TASK:
The whole of the data is to be duplicated precisely.

DATA LISTING:
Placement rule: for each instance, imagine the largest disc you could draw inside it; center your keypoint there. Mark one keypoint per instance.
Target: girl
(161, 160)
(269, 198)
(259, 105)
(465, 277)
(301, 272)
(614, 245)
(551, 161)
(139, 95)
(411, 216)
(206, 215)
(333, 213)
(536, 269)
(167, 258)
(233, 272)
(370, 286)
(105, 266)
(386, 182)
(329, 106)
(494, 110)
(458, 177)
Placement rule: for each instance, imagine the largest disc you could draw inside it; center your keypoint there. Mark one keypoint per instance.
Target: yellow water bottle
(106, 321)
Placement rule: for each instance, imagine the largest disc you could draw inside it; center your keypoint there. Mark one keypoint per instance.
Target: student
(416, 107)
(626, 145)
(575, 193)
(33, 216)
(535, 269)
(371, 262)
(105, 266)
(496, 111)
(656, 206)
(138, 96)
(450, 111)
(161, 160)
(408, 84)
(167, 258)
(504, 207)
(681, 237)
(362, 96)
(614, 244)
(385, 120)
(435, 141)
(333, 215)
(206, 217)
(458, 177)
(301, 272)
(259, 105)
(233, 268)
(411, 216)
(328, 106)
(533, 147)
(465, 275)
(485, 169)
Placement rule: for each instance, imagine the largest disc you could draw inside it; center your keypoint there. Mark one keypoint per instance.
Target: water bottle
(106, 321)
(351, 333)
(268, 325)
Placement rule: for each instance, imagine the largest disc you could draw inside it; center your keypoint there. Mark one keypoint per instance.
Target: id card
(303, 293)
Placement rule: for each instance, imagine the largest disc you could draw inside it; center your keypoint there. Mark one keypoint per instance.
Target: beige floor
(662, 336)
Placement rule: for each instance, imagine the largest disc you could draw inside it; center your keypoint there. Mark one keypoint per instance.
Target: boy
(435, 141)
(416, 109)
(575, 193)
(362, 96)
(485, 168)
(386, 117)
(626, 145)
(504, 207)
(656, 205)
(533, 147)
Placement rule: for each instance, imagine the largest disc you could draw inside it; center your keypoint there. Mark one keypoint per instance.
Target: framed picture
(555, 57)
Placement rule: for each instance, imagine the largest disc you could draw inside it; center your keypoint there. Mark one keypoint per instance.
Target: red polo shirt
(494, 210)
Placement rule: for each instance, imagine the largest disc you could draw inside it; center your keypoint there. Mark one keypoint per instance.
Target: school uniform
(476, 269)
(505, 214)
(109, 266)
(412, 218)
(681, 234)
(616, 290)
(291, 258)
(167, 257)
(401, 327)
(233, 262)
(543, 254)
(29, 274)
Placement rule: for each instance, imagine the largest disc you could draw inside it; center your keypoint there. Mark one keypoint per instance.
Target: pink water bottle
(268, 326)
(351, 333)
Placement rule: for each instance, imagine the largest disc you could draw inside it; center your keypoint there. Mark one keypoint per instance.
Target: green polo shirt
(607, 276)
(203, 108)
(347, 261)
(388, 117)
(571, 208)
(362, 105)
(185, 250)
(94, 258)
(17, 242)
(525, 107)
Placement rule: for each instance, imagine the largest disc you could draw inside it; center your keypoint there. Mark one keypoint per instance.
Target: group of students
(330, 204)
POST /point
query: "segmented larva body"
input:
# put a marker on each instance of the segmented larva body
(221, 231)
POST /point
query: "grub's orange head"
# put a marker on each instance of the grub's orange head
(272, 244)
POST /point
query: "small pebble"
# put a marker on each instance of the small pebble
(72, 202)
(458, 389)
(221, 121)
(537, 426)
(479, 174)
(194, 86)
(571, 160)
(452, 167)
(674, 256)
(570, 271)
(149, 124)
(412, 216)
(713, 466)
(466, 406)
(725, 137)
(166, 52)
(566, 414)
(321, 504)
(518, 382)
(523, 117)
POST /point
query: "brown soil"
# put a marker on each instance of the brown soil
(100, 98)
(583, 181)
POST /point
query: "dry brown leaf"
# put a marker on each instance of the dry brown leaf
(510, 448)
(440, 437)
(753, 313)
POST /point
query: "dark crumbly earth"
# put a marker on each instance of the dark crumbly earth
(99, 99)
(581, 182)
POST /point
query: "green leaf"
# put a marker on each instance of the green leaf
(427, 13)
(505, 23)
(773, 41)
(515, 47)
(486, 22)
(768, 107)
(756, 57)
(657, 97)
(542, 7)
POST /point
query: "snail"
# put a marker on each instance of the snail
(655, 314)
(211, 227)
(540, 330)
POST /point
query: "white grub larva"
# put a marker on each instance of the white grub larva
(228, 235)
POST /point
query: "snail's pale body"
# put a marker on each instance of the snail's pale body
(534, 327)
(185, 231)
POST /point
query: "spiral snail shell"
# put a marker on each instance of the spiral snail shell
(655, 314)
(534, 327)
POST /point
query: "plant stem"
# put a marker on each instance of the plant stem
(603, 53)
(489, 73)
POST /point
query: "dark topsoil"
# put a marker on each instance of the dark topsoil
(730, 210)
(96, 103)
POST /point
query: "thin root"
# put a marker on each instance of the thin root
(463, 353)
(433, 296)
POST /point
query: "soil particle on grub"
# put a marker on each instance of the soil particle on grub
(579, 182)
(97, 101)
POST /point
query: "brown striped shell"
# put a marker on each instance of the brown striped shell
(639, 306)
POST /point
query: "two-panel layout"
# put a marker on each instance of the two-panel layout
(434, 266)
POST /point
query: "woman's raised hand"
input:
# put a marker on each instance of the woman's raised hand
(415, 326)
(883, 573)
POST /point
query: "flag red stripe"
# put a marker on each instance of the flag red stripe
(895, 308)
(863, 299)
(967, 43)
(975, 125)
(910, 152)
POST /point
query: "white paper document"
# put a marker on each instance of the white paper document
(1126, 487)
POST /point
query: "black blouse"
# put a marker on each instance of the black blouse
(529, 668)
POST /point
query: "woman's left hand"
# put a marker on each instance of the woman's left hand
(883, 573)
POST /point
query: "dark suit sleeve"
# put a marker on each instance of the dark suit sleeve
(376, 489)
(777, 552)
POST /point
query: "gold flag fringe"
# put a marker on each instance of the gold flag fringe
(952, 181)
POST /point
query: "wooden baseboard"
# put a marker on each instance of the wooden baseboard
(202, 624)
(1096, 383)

WRITTEN REPLY:
Placement rule: for each instance, imagine the largest disc you could draw inside it; center your keypoint there. Mark one keypoint per instance.
Target: girl
(161, 160)
(269, 198)
(259, 105)
(465, 277)
(301, 272)
(614, 245)
(551, 161)
(139, 95)
(411, 216)
(206, 215)
(333, 213)
(536, 269)
(167, 258)
(233, 272)
(370, 286)
(105, 266)
(386, 182)
(329, 106)
(494, 110)
(458, 177)
Placement rule: for each instance, imagine the largest disc you could draw inside it; center your keypoint there. Mark one keypoint per instance.
Target: yellow water bottle
(106, 321)
Placement rule: for each instance, imagine the largest disc you could draw inside it; center your keypoint there. Mark one keypoint per instance.
Target: student
(416, 107)
(626, 145)
(575, 193)
(33, 216)
(535, 269)
(371, 262)
(105, 266)
(496, 111)
(656, 206)
(138, 96)
(450, 111)
(161, 160)
(408, 84)
(167, 258)
(504, 207)
(681, 237)
(362, 96)
(614, 244)
(385, 120)
(435, 141)
(333, 215)
(206, 217)
(458, 177)
(301, 272)
(259, 105)
(233, 268)
(411, 216)
(328, 106)
(533, 147)
(465, 275)
(485, 169)
Placement rule: for each instance, imagine the largest disc you could draw inside it; center your keypoint there. Mark one keypoint per instance.
Target: water bottle
(106, 321)
(351, 333)
(268, 325)
Placement rule: for each instance, imagine the largest disc you could draw inside it; center your keypoint there. Mark one keypoint per instance.
Target: id card
(303, 293)
Placement rule: for each instance, imagine the largest disc you could draw inside it; center your keypoint there. Mark one keypoint per instance.
Target: beige floor
(662, 336)
Placement rule: for each instance, imagine the largest disc you could draw inside it; center your keypoint there. Mark one keypoint per instance.
Target: boy
(435, 141)
(416, 109)
(575, 193)
(362, 96)
(485, 168)
(386, 117)
(626, 145)
(504, 207)
(656, 205)
(533, 147)
Placement rule: for each instance, imagine the largest disc you could draw inside it; center your keypoint there. Mark one keypoint per instance.
Target: framed picture
(555, 57)
Placement rule: for each instance, imagine the largest disc you could draw inside it; center your keypoint there. Mark one keypoint per instance.
Target: red polo shirt
(494, 210)
Placement rule: for each instance, imagine the largest disc you could draw inside it; center your keypoint there. Mark one keypoint per instance.
Target: school uniform
(476, 269)
(505, 214)
(109, 266)
(412, 218)
(681, 234)
(616, 290)
(291, 258)
(167, 257)
(401, 327)
(233, 262)
(543, 254)
(29, 274)
Placement rule: for each instance, imagine the largest disc you could draw inside it; center your keypoint there. Mark one keypoint per instance.
Target: pink water bottle
(268, 326)
(351, 333)
Placement rule: for each instance, imagine the largest disc you could draw inside it; center your keypoint there. Mark one keypoint per instance.
Target: green polo shirt
(607, 276)
(203, 108)
(347, 261)
(388, 117)
(571, 208)
(362, 105)
(185, 250)
(94, 258)
(17, 242)
(525, 107)
Placement rule: for each instance, imagine the largest disc you could draw inside it; center your keypoint there. Mark one keypoint per instance.
Target: group of students
(330, 204)
POST /point
query: "segmented larva body"
input:
# put a marker on each instance of the segmented larva body
(221, 231)
POST /point
query: "grub's orange head"
# put a marker on each instance of the grub's orange head
(272, 244)
POST /point
query: "small pebble"
# put a marker on each instance of the small pebble
(72, 202)
(458, 389)
(221, 121)
(537, 426)
(479, 174)
(194, 86)
(571, 160)
(452, 167)
(674, 256)
(570, 271)
(149, 124)
(412, 216)
(713, 466)
(466, 406)
(725, 137)
(166, 52)
(566, 414)
(321, 504)
(518, 382)
(523, 117)
POST /point
query: "brown soil"
# put a marker on each instance of the brown soil
(100, 98)
(583, 181)
POST /point
query: "dry brown leaf"
# put a marker on each instance of the dry brown leaf
(510, 448)
(440, 437)
(753, 313)
POST /point
query: "dark crumbly earth"
# put a marker on each instance of the dark crumbly earth
(99, 99)
(581, 182)
POST /point
query: "green leaf"
# put a marker on each instance of the green leaf
(427, 13)
(505, 23)
(773, 41)
(515, 47)
(486, 22)
(768, 107)
(756, 57)
(657, 97)
(542, 7)
POST /point
query: "snail"
# put a marker on each instance of the snail
(655, 314)
(211, 227)
(540, 330)
POST /point
query: "white grub larva"
# put a marker on each instance of the white grub larva
(228, 235)
POST /point
query: "snail's pale body"
# put a marker on each instance of the snail's pale body
(534, 327)
(185, 231)
POST /point
query: "spiral snail shell"
# put a marker on each instance of the spiral snail shell
(655, 314)
(534, 327)
POST /point
query: "plant stem"
# put a marker on each instance of the plant stem
(603, 53)
(489, 73)
POST /point
query: "dark topsoil"
# put a marker on each instance of the dark topsoil
(730, 210)
(96, 103)
POST /point
query: "thin root"
# put a marker on each instance of the thin root
(463, 353)
(433, 296)
POST /point
query: "soil particle on grub"
# put a marker on each instance of the soil particle on grub
(579, 182)
(97, 101)
POST /point
query: "brown striped shell"
# put a marker on each instance of the brown striped shell
(639, 306)
POST /point
query: "two-panel layout"
# put a marker on each instance of the two-panel layout
(434, 266)
POST /point
query: "woman's raised hand"
input:
# put a marker on each instance of the woman's raised hand
(415, 326)
(883, 573)
POST /point
query: "flag red stripe"
# put a marker on each instance of the flag red stripe
(895, 308)
(863, 299)
(967, 43)
(975, 125)
(910, 152)
POST /point
query: "white paper document"
# put a marker on each instance of the white paper document
(1126, 487)
POST /point
query: "black blouse"
# put a marker on each instance of the black blouse
(529, 668)
POST /point
query: "woman's left hand"
# put a marker on each instance of the woman's left hand
(883, 573)
POST /point
query: "dark suit sleeve"
# put a marker on each instance of the dark suit sleeve
(376, 489)
(777, 552)
POST /point
query: "gold flag fringe"
# put a marker on each instance of the gold flag fringe
(952, 181)
POST /point
query: "wooden baseboard"
# put a marker on each instance of the wooden baseboard
(202, 624)
(1096, 383)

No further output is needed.